• _AIM OF THE EXERCISE_: Below are lines of data, and only some are wanted. Please repeat exactly those from the line that has "If you could identify the carport steel" through the line that has "If you could identify the car rear".

• _Stored items_:
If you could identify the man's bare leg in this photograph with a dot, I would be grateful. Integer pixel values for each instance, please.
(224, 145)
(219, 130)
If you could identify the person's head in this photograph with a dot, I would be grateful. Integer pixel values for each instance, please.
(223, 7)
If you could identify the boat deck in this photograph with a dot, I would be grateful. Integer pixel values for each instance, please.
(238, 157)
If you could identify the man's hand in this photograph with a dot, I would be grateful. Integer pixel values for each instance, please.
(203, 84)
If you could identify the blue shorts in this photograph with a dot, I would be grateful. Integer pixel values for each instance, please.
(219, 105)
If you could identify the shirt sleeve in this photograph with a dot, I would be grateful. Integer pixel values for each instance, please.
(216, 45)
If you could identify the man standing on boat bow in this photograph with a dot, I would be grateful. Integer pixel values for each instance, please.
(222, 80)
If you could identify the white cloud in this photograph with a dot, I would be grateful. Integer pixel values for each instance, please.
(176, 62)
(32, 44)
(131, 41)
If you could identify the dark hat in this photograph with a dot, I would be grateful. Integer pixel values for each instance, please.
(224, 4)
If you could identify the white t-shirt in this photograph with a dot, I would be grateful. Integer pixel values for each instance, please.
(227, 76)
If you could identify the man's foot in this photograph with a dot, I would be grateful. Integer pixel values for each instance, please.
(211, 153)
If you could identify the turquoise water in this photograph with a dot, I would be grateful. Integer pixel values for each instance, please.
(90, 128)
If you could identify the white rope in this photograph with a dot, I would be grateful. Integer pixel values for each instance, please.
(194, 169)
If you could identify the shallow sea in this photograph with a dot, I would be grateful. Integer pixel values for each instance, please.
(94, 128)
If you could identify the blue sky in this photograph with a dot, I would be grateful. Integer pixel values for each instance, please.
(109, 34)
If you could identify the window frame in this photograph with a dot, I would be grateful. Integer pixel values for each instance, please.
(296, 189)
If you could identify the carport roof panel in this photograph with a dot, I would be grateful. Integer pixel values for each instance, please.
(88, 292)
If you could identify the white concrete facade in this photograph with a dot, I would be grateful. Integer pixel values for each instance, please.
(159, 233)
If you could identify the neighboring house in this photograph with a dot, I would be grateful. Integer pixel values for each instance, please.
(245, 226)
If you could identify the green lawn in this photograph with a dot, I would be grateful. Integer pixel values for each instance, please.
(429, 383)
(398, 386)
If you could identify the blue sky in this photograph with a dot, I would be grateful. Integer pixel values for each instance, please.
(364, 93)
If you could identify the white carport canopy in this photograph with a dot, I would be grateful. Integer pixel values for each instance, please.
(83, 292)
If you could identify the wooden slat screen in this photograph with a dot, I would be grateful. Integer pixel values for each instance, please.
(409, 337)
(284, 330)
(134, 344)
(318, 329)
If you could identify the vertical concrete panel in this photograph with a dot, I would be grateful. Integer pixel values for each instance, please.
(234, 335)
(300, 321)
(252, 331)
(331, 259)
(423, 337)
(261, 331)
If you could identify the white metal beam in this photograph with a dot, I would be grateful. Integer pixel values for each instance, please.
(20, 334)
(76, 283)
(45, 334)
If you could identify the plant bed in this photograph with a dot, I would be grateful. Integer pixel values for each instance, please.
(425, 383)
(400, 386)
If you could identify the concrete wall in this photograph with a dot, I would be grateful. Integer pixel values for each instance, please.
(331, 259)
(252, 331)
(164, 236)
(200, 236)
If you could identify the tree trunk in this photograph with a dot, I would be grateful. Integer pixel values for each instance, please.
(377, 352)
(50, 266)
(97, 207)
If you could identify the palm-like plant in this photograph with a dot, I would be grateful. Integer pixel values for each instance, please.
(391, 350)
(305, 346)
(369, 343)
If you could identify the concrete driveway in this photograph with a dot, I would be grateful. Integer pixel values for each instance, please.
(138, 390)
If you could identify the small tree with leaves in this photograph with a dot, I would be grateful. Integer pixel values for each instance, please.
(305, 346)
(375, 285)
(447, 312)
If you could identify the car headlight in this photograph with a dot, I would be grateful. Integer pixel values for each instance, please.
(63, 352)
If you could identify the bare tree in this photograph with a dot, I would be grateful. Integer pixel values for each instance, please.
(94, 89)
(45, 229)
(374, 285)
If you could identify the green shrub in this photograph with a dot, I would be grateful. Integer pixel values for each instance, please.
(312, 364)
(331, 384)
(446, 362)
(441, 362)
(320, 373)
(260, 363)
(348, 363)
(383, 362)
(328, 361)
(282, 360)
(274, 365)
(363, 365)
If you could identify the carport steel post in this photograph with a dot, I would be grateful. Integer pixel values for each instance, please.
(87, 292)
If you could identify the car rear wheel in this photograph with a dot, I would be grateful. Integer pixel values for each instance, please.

* * *

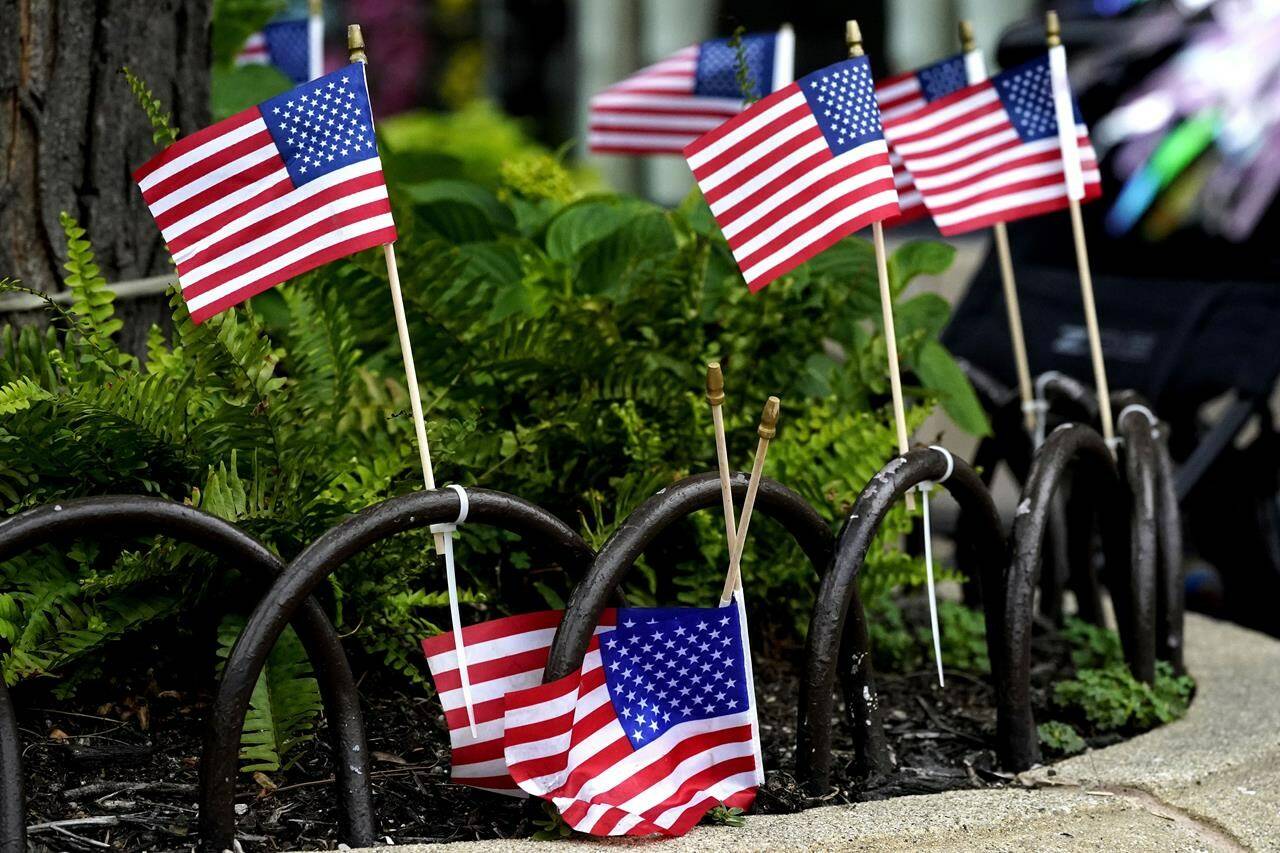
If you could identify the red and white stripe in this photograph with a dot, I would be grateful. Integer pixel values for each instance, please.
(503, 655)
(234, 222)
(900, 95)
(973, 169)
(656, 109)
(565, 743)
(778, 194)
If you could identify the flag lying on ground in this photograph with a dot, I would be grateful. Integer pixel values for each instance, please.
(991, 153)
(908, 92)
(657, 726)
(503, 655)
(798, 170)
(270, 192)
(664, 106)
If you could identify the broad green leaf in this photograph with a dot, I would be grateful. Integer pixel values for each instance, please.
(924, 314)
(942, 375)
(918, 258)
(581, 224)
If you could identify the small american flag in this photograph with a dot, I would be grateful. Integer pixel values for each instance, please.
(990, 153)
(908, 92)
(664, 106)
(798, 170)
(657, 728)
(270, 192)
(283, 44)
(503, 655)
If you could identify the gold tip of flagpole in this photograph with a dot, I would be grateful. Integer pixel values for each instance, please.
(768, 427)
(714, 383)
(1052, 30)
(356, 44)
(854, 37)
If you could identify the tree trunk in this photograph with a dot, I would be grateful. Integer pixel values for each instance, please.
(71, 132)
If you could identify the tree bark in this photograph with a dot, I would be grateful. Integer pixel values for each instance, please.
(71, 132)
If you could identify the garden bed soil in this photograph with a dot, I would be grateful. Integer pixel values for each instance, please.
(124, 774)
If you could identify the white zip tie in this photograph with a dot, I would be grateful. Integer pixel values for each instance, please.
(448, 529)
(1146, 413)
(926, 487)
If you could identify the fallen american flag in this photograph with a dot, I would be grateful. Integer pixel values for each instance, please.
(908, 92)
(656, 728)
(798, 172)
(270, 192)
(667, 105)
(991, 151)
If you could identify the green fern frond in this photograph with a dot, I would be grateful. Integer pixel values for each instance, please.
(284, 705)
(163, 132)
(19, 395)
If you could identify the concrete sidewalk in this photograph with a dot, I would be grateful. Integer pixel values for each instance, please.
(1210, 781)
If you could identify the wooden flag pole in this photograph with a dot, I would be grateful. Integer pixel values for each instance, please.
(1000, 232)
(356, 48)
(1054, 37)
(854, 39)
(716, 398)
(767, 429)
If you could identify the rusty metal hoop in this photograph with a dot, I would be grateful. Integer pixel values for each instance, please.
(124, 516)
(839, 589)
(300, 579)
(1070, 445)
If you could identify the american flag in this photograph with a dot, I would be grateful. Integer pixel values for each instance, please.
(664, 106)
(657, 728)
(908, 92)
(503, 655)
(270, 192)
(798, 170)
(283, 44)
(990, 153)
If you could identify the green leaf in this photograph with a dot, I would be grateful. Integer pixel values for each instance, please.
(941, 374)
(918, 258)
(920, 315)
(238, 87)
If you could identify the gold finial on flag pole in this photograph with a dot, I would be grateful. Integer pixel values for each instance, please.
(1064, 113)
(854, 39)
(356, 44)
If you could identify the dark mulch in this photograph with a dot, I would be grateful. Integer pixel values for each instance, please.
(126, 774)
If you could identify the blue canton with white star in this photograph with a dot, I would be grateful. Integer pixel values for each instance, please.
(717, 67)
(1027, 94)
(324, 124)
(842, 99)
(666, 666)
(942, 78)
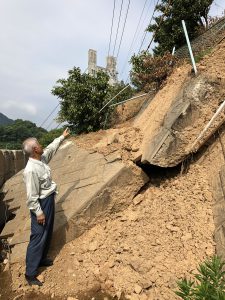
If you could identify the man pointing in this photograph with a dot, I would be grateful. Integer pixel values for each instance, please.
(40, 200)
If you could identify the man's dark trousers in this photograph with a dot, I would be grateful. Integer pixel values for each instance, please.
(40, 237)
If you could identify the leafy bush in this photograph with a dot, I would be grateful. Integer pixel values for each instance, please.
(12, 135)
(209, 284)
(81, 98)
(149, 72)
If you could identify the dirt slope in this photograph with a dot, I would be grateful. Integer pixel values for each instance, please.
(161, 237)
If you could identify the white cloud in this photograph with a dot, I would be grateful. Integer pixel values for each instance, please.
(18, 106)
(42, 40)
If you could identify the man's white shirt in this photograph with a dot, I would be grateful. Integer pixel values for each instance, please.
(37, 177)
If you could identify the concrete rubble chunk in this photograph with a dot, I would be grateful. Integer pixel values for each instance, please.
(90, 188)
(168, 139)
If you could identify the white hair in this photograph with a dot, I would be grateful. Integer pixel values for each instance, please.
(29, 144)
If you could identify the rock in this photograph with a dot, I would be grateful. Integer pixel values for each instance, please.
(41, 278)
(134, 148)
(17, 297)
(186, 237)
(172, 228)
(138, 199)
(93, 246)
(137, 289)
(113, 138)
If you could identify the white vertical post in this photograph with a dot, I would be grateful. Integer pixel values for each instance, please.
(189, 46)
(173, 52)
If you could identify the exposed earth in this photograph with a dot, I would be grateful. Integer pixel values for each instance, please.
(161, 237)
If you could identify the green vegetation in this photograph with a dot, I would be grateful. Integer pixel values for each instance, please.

• _SOLUTION TO THIS EXERCISE_:
If you could identify the carport steel post in this photograph with a dot, I would be grateful. Integer pixel values for each instance, please.
(87, 292)
If you could identify the car rear wheel in this photograph with a dot, I would be grateful. Integer pixel values for each instance, please.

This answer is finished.